START Source document

Commenting on the results, co-chairman & managing director, G V Prasad, said: "Growth in Q2 was driven by momentum in branded markets and steady contributions from the Nicotine Replacement Therapy (NRTJ portfolio, which helped offset the decline in US lenalidomide sales. We remain focused on strengthening our core business, advancing key pipeline assets, driving productivity and pursuing business development initiatives."
DRL’s global generics sales moved up by 9.2 per cent to Rs. 7,823 crore during the second quarter ended September 2025 from Rs. 7,164 crore in the similar period of last year and that of pharma services &active ingredients (PSAI) improved marginally by 1.5 per cent to Rs. 1,208 crore. Sales in North America declined by 13.1 per cent to Rs. 3,241 crore from Rs. 3,728 crore. However, its sales in Europe moved up smartly by 138 per cent to Rs. 1,376 crore from Rs. 577 crore. Its domestic sales went up by 13 per cent to Rs. 1,578 crore from Rs. 1,397 crore. Similarly, sales in Emerging Markets increased by 14 per cent to Rs. 1,655 crore from Rs. 1,455 crore. Its sales in Russia jumped by 28 per cent to Rs. 873 crore. It is taking necessary steps to overcome problem of uncertainties relating to the escalation of conflict between Russia and Ukraine.

END Source document
START Excerpted data

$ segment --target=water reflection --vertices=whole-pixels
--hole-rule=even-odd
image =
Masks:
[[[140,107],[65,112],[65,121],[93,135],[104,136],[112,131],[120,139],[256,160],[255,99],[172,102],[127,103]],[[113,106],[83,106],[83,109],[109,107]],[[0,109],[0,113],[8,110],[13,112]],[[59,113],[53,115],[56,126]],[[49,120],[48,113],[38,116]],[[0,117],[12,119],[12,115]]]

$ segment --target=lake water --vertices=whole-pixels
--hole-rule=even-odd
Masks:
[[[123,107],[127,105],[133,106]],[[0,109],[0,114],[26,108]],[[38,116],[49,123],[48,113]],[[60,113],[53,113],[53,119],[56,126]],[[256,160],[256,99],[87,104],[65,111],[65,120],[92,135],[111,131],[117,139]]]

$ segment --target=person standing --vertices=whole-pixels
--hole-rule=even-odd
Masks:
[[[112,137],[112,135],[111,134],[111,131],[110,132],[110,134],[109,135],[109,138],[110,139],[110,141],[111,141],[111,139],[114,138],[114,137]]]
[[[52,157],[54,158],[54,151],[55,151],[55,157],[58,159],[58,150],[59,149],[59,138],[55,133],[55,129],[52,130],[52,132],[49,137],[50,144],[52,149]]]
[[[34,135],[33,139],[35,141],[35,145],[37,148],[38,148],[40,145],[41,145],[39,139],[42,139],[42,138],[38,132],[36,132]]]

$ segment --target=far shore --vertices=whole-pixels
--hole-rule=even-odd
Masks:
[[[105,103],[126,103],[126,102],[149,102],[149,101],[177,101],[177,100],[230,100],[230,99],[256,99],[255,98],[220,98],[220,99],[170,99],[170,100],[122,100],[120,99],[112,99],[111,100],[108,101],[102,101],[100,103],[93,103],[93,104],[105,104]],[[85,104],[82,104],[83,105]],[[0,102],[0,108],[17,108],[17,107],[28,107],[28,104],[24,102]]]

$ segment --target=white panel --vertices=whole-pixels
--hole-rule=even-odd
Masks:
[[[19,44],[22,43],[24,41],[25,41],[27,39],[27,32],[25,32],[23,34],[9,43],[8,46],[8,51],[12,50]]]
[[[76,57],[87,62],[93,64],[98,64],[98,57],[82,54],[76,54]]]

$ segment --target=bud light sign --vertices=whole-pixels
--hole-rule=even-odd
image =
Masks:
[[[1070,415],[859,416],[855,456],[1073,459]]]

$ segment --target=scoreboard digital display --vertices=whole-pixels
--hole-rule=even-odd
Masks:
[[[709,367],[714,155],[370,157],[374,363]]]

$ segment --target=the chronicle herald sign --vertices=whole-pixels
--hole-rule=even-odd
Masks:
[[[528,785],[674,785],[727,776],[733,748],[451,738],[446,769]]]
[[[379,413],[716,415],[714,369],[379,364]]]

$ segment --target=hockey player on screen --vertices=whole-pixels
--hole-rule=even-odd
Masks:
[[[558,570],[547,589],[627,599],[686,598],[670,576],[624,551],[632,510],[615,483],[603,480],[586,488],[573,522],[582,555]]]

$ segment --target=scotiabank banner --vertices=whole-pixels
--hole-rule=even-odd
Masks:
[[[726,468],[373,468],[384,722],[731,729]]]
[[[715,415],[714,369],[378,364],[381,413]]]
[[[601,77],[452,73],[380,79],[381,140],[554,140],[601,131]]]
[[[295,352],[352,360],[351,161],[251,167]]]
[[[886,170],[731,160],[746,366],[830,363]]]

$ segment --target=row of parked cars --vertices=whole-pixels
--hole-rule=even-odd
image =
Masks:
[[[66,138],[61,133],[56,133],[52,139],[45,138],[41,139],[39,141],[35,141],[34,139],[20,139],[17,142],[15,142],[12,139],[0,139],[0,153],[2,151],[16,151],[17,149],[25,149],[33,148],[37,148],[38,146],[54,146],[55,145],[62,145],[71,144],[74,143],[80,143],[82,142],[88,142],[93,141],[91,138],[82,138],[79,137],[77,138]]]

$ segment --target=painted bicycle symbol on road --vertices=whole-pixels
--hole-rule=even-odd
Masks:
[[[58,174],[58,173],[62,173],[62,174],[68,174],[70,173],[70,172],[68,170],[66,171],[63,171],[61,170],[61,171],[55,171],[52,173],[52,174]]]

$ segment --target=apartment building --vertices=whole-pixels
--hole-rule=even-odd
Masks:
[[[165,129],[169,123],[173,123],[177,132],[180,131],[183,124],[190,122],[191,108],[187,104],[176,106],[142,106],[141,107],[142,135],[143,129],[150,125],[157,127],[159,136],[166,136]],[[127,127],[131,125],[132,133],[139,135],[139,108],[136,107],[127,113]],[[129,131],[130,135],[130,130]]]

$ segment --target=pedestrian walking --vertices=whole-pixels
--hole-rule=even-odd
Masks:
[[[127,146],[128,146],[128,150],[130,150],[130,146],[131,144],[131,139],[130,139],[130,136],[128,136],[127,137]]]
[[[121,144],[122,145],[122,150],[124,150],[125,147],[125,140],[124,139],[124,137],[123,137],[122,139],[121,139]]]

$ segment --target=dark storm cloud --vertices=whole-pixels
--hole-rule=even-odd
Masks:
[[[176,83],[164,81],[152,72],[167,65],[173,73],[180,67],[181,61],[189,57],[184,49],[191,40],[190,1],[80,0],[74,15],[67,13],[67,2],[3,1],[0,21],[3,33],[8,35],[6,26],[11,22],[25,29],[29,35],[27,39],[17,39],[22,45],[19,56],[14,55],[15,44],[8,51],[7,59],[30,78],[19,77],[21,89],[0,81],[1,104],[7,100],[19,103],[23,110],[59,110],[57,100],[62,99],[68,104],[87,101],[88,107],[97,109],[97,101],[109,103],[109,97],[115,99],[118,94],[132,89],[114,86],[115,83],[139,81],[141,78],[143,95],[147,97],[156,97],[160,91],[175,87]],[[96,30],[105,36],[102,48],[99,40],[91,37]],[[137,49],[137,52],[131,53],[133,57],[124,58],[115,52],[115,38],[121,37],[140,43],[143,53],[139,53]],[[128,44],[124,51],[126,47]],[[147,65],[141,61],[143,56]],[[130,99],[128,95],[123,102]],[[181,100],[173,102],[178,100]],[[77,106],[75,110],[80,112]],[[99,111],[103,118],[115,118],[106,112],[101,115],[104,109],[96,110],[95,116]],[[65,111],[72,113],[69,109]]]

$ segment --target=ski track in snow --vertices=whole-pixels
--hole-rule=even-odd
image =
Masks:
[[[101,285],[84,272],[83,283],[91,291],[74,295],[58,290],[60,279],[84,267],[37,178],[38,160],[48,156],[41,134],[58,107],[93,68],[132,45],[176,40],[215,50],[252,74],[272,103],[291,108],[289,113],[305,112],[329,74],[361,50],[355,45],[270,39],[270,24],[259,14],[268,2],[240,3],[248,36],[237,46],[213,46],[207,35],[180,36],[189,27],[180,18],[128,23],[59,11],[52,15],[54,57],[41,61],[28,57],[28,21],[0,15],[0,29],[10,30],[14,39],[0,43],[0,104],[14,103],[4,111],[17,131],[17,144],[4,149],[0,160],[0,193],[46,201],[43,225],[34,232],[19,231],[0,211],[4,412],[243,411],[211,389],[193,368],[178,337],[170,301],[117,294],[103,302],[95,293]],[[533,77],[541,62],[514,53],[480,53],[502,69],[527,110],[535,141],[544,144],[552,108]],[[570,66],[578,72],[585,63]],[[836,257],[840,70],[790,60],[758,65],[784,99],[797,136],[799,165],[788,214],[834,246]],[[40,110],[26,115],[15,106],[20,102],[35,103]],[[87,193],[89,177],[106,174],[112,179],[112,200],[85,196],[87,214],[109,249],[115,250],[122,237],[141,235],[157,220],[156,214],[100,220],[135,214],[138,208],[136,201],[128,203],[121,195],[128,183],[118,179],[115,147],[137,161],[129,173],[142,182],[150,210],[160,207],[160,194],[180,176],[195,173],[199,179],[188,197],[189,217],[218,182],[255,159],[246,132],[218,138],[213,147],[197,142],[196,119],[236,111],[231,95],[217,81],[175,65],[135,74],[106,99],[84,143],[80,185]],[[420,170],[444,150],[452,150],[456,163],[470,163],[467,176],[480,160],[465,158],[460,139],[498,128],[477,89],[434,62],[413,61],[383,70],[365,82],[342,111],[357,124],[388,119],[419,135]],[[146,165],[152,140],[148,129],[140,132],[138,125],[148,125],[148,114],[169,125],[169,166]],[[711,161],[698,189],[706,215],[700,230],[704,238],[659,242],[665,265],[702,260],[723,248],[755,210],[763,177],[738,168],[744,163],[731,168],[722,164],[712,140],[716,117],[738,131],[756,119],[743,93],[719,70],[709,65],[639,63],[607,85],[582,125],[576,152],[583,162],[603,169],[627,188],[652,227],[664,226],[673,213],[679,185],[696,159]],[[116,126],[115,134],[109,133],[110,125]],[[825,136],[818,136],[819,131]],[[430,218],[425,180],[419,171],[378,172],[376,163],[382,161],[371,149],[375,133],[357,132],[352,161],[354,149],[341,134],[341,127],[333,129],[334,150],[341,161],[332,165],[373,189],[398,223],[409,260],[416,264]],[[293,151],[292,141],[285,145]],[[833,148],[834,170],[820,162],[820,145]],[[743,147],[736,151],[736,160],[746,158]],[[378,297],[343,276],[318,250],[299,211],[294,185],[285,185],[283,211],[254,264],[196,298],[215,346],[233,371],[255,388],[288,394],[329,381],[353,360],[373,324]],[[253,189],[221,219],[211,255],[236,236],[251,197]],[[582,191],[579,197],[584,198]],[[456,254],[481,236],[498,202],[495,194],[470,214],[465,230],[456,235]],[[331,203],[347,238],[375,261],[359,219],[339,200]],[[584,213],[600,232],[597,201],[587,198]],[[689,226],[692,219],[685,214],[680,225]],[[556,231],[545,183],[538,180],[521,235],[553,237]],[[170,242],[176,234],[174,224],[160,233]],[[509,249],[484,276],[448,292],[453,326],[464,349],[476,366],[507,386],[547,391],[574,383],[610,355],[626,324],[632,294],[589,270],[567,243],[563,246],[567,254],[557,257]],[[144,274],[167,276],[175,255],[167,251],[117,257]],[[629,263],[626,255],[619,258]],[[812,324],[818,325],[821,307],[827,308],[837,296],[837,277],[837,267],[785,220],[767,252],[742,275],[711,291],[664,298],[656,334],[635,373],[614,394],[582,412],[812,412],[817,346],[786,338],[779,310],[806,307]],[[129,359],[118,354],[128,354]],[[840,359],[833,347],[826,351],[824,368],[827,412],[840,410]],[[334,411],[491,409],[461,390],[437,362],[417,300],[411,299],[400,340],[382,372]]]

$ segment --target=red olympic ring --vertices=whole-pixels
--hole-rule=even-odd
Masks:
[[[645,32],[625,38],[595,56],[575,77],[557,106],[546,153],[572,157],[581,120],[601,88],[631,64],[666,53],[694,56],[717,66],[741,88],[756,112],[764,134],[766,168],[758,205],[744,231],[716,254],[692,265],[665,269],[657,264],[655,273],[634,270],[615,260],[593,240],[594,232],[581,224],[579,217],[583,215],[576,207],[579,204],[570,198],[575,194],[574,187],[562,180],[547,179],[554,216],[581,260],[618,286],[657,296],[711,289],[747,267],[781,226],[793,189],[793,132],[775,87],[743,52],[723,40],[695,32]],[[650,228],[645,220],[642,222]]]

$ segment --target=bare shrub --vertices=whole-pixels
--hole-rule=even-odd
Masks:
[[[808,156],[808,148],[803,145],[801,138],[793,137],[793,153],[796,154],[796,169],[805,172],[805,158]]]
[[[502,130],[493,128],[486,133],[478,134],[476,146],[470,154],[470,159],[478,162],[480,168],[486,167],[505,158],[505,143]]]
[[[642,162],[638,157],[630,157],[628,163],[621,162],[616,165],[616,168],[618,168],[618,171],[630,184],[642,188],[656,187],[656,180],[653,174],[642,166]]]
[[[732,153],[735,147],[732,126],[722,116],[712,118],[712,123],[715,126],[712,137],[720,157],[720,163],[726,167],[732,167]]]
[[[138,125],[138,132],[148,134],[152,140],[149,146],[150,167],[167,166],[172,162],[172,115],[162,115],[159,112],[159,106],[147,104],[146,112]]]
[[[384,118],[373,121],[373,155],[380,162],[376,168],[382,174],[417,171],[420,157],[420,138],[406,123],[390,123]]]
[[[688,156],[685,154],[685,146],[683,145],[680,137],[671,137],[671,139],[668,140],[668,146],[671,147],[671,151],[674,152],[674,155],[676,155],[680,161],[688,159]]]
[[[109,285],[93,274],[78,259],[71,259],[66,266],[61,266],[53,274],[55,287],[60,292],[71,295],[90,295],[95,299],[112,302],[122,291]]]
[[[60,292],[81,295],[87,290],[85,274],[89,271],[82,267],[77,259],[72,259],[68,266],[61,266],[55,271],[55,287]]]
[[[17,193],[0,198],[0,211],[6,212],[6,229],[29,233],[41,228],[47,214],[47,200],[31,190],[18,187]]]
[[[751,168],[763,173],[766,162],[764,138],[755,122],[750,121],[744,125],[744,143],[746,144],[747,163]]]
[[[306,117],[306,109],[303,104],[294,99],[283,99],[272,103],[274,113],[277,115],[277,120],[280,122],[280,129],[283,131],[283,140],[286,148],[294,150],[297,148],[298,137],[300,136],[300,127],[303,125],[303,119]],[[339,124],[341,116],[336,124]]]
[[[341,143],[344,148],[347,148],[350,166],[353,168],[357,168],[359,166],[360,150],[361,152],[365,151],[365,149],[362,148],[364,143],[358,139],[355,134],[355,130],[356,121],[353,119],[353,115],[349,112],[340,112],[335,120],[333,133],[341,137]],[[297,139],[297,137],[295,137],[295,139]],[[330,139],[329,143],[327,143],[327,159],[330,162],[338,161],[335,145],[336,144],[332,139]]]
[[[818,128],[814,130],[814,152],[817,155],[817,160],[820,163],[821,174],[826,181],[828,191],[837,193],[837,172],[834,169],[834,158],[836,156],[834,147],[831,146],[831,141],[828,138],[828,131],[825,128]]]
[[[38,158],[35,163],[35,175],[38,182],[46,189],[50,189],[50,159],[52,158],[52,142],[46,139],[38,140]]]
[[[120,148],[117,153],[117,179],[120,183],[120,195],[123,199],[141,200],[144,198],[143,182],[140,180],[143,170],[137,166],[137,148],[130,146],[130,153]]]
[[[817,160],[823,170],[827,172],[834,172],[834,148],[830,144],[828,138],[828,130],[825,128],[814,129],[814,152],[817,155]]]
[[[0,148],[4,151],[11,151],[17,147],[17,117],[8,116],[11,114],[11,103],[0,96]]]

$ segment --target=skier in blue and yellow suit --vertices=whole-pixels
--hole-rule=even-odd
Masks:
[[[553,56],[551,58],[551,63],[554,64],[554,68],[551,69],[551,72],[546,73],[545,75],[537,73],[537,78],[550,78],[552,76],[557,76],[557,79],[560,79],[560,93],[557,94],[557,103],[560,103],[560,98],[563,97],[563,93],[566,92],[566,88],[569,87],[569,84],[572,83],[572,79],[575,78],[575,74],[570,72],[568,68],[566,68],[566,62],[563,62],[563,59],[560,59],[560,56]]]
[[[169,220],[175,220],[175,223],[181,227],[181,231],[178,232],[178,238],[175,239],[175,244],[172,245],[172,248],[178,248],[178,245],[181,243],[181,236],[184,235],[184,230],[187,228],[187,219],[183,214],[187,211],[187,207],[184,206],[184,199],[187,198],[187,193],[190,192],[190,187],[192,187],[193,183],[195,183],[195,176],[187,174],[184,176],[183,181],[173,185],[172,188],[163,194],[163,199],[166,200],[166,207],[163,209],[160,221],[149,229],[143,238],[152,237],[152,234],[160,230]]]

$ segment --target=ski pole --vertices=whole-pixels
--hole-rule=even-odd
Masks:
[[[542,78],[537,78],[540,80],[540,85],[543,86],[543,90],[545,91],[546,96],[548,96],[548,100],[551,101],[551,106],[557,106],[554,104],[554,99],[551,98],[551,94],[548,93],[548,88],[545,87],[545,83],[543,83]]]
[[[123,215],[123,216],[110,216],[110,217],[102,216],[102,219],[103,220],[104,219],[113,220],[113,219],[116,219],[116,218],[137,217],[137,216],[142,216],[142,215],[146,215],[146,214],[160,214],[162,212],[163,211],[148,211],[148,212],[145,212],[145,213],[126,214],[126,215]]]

END Excerpted data

**Exercises:**
[1] In the DRL earnings report, what were the company's sales in North America for the second quarter?
[2] Write the next few sentences of the DRL earnings report, picking up after its last sentence.

**Responses:**
[1] Rs. 3,241 crore, down 13.1 percent from Rs. 3,728 crore.

[2]
R&D expenditure declined by 15 per cent to Rs. 620 crore from Rs. 727 crore. DRL has launched 7 new products in US and it filed 5 new ANDA. Total 73 ANDA are pending for approvals. In India, DRL launched 11 new products and in Europe it launched 8 new products. It also filed 37 DMFs in global market. In US, its IND application for COYA 302 has been accepted by US FDA. It launched sacubitril valsartan tablets, generic version of Entresto indicated for heart failure management. It also launched authorised generic of partnered product, fluorouracil cream indicated for topical treatment of multiple actinic or solar keratoses of face & anterior scalp
The company has discontinued development of conjugated estrogen at its site in Middleburgh, New York which incurred net loss of Rs. 93 crore and impacted its bottom line heavily by Rs. 93 crore and Rs. 55 crore from impairment loss for property, plant and equipment. In September 2025, DRL had acquired the Stugeron brand from Janssen Phannaceutica NV (an affiliate of Johnson & Johnson) for a consideration of Rs. 4,464 million ($50.5 million).The portfolio acquired includes Stugeron Forte and Stugeron Plus, across 18 markets in the Asia-Pacific and Europe, Middle East, and Africa regions, with India and Vietnam as the key markets.
For the first half ended September 2025, DRL sales increased by 9.6 per cent to Rs. 16,905 crore from Rs. 15,425 crore. Its income from license fee increased to Rs. 445 crore from Rs. 263 crore other operating income to Rs. 50 crore from Rs. 46 crore. Thus, total revenue moved up by 10.6 per cent to Rs. 17,400 crore from Rs. 15,734 crore. Its net profit remained stagnant at Rs. 2,747 crore as against Rs. 2,734 crore in the similar half of last year. It revenue for full year ended March 2025 stood at Rs. 32,644 crore and Net profit at Rs. 5,724 crore.